What you will do:
From the data that follows, print exactly the lines starting at the one containing "Please identify the mouth" and ending at the one containing "Please identify the neck"; include both of them and nothing more.

Records for the exercise:
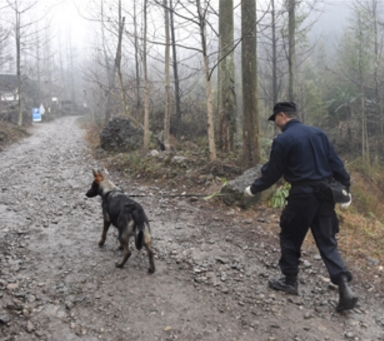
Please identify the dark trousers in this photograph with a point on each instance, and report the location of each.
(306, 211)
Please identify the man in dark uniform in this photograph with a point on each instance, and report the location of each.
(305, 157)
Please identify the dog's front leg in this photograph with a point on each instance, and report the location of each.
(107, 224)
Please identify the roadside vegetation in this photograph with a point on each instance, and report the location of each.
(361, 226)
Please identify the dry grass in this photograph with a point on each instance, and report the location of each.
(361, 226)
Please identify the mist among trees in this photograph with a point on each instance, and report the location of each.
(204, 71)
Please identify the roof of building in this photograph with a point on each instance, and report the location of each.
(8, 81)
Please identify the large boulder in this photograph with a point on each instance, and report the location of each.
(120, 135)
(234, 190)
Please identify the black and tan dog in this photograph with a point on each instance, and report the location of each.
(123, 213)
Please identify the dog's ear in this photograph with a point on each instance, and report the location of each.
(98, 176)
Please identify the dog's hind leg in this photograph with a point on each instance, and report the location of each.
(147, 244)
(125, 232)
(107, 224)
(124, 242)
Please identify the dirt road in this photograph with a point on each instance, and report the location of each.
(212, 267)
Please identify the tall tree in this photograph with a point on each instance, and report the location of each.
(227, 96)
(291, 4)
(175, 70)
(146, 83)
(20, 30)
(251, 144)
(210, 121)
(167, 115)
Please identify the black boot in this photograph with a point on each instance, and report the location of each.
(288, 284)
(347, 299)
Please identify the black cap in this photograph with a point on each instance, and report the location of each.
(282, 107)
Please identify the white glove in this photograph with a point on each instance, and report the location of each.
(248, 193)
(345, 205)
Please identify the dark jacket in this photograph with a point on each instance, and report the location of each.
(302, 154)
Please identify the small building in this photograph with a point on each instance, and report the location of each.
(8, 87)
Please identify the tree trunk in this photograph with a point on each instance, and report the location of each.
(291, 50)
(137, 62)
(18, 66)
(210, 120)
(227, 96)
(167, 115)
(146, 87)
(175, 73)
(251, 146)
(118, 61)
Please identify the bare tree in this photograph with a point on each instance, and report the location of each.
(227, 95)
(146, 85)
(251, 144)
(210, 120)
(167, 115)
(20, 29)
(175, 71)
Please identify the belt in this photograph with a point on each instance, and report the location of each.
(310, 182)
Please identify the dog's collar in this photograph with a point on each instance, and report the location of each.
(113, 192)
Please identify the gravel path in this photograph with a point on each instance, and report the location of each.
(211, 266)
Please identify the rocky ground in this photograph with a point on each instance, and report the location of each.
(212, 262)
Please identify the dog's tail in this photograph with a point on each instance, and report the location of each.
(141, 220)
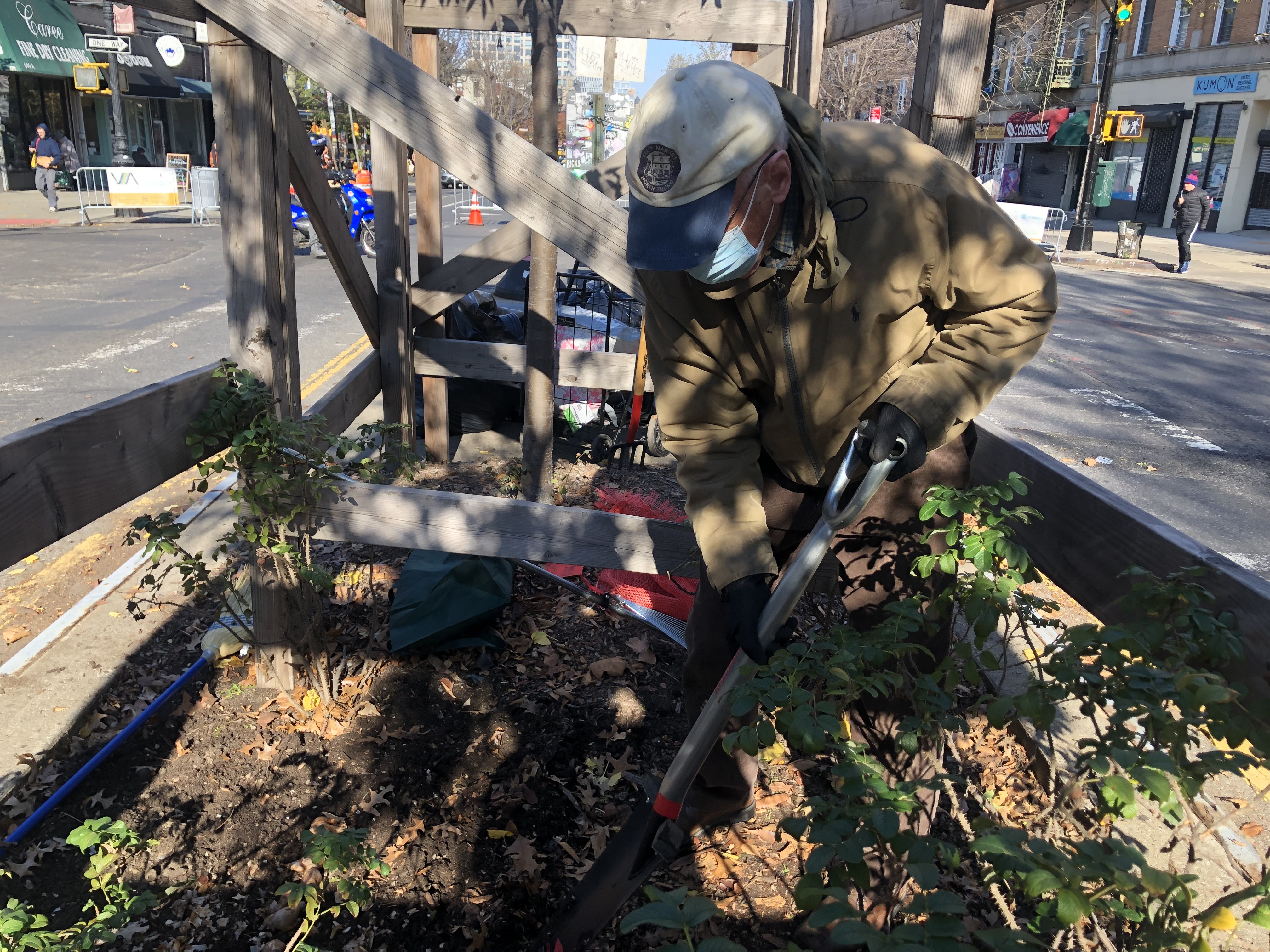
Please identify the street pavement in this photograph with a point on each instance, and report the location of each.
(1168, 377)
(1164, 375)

==

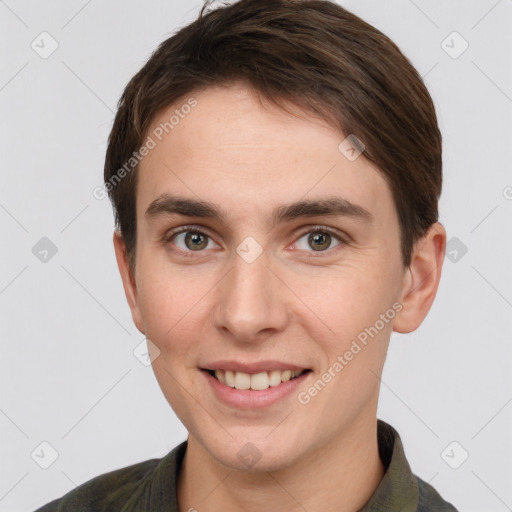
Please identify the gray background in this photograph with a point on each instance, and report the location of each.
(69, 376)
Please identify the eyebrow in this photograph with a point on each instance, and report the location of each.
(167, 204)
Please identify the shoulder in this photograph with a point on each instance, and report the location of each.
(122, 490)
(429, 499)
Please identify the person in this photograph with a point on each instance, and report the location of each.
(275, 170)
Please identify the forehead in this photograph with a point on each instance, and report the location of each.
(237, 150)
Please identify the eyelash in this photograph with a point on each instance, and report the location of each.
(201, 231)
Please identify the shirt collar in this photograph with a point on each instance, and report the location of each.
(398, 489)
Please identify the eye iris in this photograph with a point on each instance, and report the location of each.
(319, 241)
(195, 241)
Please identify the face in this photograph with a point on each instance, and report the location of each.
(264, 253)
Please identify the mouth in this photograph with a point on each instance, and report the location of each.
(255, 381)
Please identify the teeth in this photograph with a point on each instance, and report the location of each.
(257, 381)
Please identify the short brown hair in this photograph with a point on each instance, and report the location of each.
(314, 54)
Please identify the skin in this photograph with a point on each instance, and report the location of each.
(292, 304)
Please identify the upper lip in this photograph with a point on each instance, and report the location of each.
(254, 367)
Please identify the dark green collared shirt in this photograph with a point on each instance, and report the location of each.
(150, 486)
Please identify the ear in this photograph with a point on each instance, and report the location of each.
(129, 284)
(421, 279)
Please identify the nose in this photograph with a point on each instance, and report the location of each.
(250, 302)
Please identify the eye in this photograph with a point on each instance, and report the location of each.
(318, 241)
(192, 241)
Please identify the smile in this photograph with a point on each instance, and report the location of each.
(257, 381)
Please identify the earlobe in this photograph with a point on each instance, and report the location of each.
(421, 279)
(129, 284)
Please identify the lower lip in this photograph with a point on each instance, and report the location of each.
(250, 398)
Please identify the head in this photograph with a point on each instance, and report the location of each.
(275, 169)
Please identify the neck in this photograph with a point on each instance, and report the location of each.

Task result:
Please identify the mouth in this photograph with a point on each instance, and report the location of each.
(255, 381)
Please identify the teeth in this photograph with a point on each instance, and report the location of each.
(257, 381)
Please identify the short brown hair in this photograph with a point on each instance, and report the location of each.
(314, 54)
Please identify the skin in this photograph with a point on each instance, and report the location of each.
(292, 304)
Please identify the upper lip in this photograph with a point on each instance, and report the location of each.
(254, 367)
Please identify the dark green collared shirt in this photograph with a point on each instance, and report the location of each.
(150, 486)
Please identify the ear in this photograph with a point on each instance, and report the location of each.
(129, 284)
(421, 279)
Please identify the nose in this photograph with a point on each instance, and report the location of each.
(250, 302)
Please identify the eye in this photograph with a point on each instance, and report the location of each.
(318, 241)
(192, 241)
Please identify the smile in this photograph with a point on each instance, and report the location of each.
(257, 381)
Please identify the earlobe in this photograph with a point on each instance, and report the location of each.
(421, 279)
(129, 284)
Please identify the lower lip in this photograph with a point on each instance, and report the location of each.
(250, 398)
Please identify the head in this photograph with a point on each instance, and report the location of each.
(275, 169)
Please identify the neck in this photograph with a point on each instance, and report the location of each.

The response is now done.